Point localization data:
═══
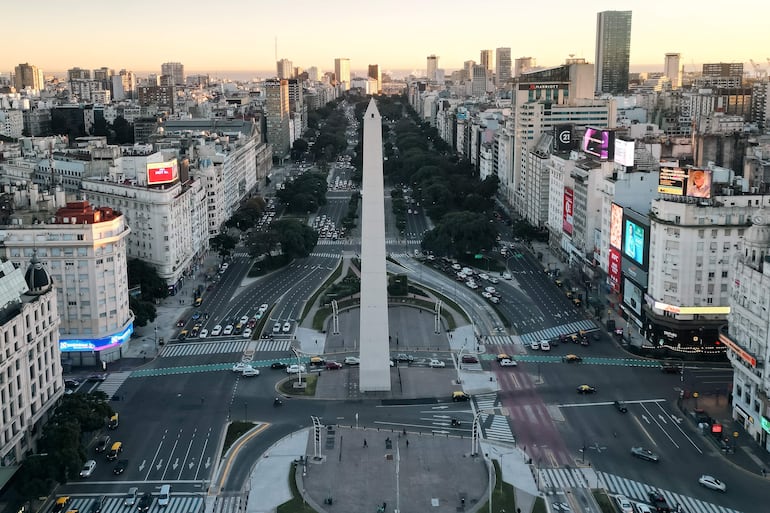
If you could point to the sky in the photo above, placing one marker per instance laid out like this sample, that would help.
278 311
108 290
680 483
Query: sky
240 35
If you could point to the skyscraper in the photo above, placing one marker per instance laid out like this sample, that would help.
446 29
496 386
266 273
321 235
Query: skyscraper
342 71
672 70
502 66
486 59
432 63
613 49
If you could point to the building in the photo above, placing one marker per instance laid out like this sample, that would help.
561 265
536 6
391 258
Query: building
672 70
28 75
174 70
613 49
342 72
502 66
84 250
277 115
747 334
432 67
31 365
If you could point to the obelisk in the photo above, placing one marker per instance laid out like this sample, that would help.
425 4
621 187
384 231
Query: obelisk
374 341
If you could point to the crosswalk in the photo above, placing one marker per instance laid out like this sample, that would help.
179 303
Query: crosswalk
177 504
203 348
494 427
113 382
635 490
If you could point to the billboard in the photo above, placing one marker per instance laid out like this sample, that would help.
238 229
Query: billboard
568 212
599 142
624 152
635 237
616 225
613 269
562 138
162 172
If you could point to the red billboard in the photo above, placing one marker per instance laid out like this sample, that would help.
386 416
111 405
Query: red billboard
162 172
569 210
613 269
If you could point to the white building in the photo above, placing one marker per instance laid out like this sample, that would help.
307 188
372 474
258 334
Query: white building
30 368
84 250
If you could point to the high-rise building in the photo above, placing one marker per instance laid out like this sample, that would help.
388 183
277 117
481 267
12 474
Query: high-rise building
285 68
432 66
342 71
374 72
175 70
672 71
28 75
486 59
502 66
613 50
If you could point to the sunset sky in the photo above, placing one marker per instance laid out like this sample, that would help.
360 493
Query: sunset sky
239 35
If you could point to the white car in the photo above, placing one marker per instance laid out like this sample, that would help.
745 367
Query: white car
294 369
624 504
88 468
712 483
250 371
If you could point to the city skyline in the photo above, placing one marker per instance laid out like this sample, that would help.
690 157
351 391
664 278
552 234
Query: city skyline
347 32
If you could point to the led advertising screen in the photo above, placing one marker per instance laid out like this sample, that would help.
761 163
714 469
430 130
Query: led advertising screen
672 180
616 225
634 237
162 172
613 269
624 152
599 142
568 212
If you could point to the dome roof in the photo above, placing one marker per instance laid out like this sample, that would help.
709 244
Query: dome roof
37 277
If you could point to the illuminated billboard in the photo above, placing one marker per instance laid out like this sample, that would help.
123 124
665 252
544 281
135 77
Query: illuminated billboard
624 152
635 237
568 211
616 225
162 172
599 142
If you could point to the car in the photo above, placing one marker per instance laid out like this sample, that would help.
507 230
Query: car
88 468
644 454
459 395
295 369
249 371
130 498
145 501
60 504
712 483
120 467
658 502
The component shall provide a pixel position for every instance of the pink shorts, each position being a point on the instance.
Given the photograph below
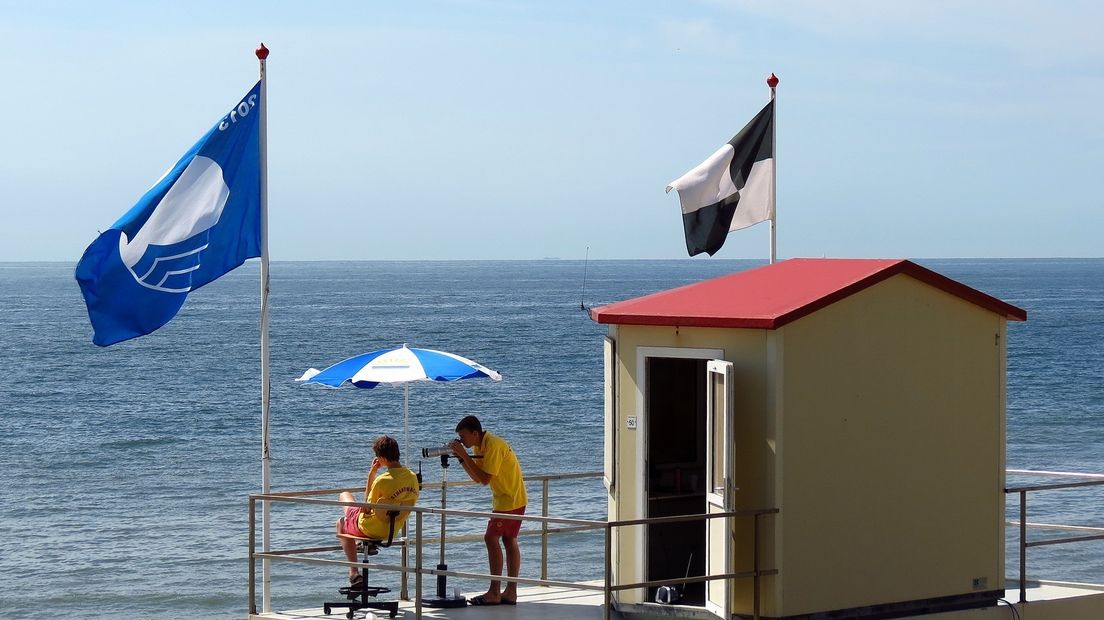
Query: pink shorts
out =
(508, 527)
(352, 517)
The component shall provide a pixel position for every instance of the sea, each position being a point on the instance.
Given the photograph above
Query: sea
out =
(125, 471)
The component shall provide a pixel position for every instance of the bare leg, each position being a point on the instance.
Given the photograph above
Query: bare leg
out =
(348, 545)
(495, 563)
(512, 566)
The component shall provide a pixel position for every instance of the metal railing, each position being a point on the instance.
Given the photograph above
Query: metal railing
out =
═══
Your task >>
For each record above, write it out exactly and omit any picture.

Response to the exercise >>
If you could point to the sky in the photo above, placing one marker per instance laid out like this sample, that would help.
278 311
108 290
680 483
Query: sky
240 35
If you could point to the skyscraper in the photo above, placing one marker per instance laid out like this sample, that would help.
446 29
496 386
266 273
321 235
Query: skyscraper
342 71
672 70
502 66
486 59
432 63
613 49
If you could point to the building in the photo above, placing one marker per instance laid out like this sample, that would help.
561 265
536 6
391 258
Query: building
672 70
28 75
174 70
613 49
342 72
502 66
84 250
277 115
747 334
432 67
31 365
If you could point to the obelisk in the photo above, placing one marker per instance laid out like this sample, that would help.
425 4
621 187
384 231
Query: obelisk
374 341
If you could point to the crosswalk in the photo above, placing one marker per instance laid out like this sample, that would help.
179 303
Query: crosswalk
177 504
203 348
494 427
113 382
635 490
If you could point to the billboard in the photo above, placing one marker per instance laid out like this sample, that would help.
238 229
Query: billboard
568 212
599 142
624 152
635 237
616 225
613 269
562 138
162 172
If you could point to the red billboard in the photo above, placing one marker per instance laid out like this sample, that would help.
386 416
111 405
Query: red billboard
162 172
569 210
613 269
If you could point to the white building in the photo above, placing one marker per instance laid out like this sample, that would help.
307 188
372 474
258 334
Query: white building
30 368
84 250
If you could point to the high-rise building in the photo above, placing one marker per instance laid out like this sample, that would help.
388 183
277 117
481 267
12 474
Query: high-rise building
285 68
432 66
342 71
374 72
175 70
672 71
28 75
486 59
502 66
613 50
If you could point to the sunset sky in the photo above, placing one marker per instance laid out like this sample, that would help.
360 493
Query: sunset sky
239 35
If you could point to the white car in the photo above, placing one marker per instance laid out like this sample, that would help.
745 367
Query: white car
294 369
624 504
88 468
712 483
250 371
If you could point to the city skyline in the photo above, placing one marker per instance laid out like this sample, that would help.
690 157
351 391
664 278
552 234
Query: city skyline
347 32
If you could point to the led advertising screen in the photo above, placing one marker per instance laid out like this sample, that would help.
761 163
714 469
430 130
Query: led advertising screen
672 180
616 225
634 237
162 172
613 269
624 152
599 142
568 212
If you could point to the dome roof in the photo above, placing one marker per instance laid out like this sample, that would help.
709 244
Query: dome roof
37 277
If you could point to the illuminated billboard in the photo above, placing one marker per instance laid out like this sample, that would help.
123 124
665 252
544 281
135 77
Query: illuminated billboard
624 152
635 237
568 211
616 225
162 172
599 142
If you could point to the car in the photo above, placing one marker per instance laid out like this sample, that would help.
507 230
Query: car
88 468
644 454
459 395
295 369
249 371
130 498
145 501
60 504
712 483
120 467
658 502
The component shall provide a pixel position for every instance of the pink shorts, each position being a point on the instance.
Given the photograph below
Query: pink shorts
out =
(508, 527)
(352, 517)
The component shall provide a pixel position for every instance of the sea, each position being a point on the instance.
Given the photograph above
Query: sea
out =
(125, 471)
The component shall provide a pixel position for every instance of the bare leg, each position being a point on the instance.
Given the photograph above
Query: bare leg
out =
(348, 545)
(495, 563)
(512, 566)
The component shall provide a pixel position for every instance of the metal railing, each position being a point on the instance.
Given the photograph above
Query: metal railing
out =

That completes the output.